--- Written instruction ---
Reproduce verbatim the stretch of the records from the line containing "the dirt road" through the final line of the records.

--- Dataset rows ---
******************************

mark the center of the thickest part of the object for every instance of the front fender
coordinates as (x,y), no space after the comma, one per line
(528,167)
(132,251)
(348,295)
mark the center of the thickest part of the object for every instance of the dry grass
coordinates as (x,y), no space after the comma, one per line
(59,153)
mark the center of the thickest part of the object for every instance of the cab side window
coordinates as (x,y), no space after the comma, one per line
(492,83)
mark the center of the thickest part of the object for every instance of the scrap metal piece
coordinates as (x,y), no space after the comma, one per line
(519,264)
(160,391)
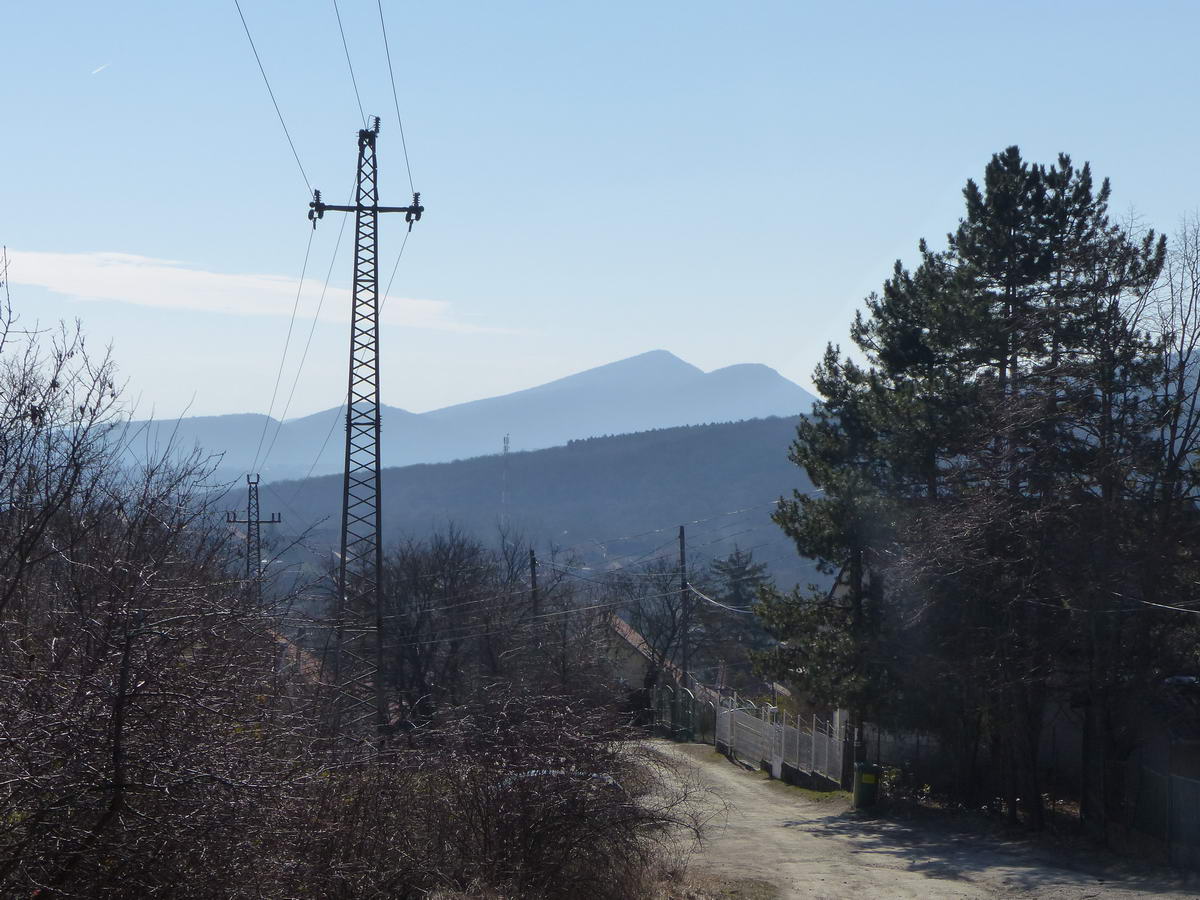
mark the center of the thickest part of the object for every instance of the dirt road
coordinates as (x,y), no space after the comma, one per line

******************************

--- Correct response ---
mark the center of the thickest part of the object for every instance of the dirt road
coordinates as (x,y), no space after the comma, one per line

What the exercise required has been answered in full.